Copy out every line of the material below word for word, leaving out the pictures.
--- START OF Entries ---
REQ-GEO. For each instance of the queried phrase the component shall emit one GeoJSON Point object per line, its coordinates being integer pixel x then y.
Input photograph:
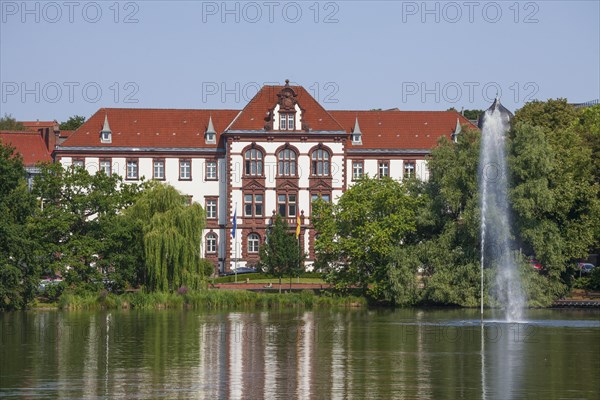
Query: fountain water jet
{"type": "Point", "coordinates": [495, 215]}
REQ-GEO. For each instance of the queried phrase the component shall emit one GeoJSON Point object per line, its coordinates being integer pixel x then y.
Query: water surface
{"type": "Point", "coordinates": [353, 354]}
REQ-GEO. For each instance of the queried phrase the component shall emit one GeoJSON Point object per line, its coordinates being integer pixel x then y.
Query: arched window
{"type": "Point", "coordinates": [211, 243]}
{"type": "Point", "coordinates": [253, 242]}
{"type": "Point", "coordinates": [253, 162]}
{"type": "Point", "coordinates": [286, 162]}
{"type": "Point", "coordinates": [320, 162]}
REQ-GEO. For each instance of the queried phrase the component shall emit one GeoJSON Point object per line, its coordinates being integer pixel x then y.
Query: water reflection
{"type": "Point", "coordinates": [297, 354]}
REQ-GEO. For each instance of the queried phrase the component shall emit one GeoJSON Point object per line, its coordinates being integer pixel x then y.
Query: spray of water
{"type": "Point", "coordinates": [495, 216]}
--- END OF Entries ---
* **Result for this exercise**:
REQ-GEO. For each instance of the queried phrase the component shall emit one GeoJSON Point object per line, its coordinates being integer pixel x then y.
Input photograph:
Query: fountain water jet
{"type": "Point", "coordinates": [495, 215]}
REQ-GEO. For each instance of the queried phrase the component shall emit one GeoJSON Point object per line, its coordinates being integer pixel x then y.
Query: water surface
{"type": "Point", "coordinates": [353, 354]}
REQ-GEO. For each instance of the queried phrase the component shall emit one GeoJSON Point object per line, its coordinates being integer pixel x then y.
Query: arched window
{"type": "Point", "coordinates": [211, 243]}
{"type": "Point", "coordinates": [253, 242]}
{"type": "Point", "coordinates": [253, 162]}
{"type": "Point", "coordinates": [286, 162]}
{"type": "Point", "coordinates": [320, 162]}
REQ-GEO. For each instance of the queried phrase the component shall emit one GeoJSON Point object per line, its coordinates being integer pixel x then y.
Query: water reflection
{"type": "Point", "coordinates": [297, 354]}
REQ-GEO. For each instance of the queried phrase the component shall emit one GeoJSON Point object per line, its coordinates being integer pixel x then y.
Query: spray of water
{"type": "Point", "coordinates": [495, 216]}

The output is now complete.